* **Extracted data**
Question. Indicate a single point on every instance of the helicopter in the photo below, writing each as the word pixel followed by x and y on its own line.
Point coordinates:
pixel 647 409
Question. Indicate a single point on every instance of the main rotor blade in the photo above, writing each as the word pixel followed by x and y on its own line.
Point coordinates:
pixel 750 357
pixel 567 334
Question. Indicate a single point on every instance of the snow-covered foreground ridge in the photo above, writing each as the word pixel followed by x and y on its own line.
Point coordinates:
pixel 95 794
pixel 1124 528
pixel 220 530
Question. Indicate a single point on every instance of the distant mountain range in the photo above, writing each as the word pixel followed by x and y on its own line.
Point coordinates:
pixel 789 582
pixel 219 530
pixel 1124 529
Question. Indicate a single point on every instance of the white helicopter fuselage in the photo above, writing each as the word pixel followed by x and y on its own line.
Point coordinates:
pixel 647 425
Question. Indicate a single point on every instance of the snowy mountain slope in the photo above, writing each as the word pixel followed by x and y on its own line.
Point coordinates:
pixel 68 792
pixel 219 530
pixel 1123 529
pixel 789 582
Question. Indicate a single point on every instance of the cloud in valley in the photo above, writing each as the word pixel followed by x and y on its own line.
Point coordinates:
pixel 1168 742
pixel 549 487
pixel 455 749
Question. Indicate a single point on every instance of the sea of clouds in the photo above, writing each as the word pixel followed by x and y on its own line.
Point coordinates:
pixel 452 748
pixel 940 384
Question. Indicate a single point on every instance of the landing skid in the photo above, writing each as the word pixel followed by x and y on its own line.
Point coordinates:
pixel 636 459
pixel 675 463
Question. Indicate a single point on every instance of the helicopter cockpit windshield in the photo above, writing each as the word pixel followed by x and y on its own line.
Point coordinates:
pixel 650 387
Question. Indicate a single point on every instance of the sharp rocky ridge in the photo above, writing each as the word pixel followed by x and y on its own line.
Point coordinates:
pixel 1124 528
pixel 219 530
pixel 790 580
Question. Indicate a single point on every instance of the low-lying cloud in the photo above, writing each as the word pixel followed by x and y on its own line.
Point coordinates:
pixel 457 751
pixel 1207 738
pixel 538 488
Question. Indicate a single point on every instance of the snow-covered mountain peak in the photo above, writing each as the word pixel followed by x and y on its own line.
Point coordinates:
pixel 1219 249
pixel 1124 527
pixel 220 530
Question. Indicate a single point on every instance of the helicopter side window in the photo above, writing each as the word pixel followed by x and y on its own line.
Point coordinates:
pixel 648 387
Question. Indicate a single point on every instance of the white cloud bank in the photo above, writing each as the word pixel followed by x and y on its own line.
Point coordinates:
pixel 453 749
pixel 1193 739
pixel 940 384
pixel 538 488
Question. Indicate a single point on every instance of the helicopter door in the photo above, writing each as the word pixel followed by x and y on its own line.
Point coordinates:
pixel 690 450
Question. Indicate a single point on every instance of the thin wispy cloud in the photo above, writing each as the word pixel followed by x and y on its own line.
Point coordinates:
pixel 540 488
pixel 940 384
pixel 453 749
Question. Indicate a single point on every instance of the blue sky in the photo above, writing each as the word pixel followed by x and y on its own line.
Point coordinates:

* **Task brief**
The number alone, please: how many lines in the data contain the string "white"?

* **Final answer**
2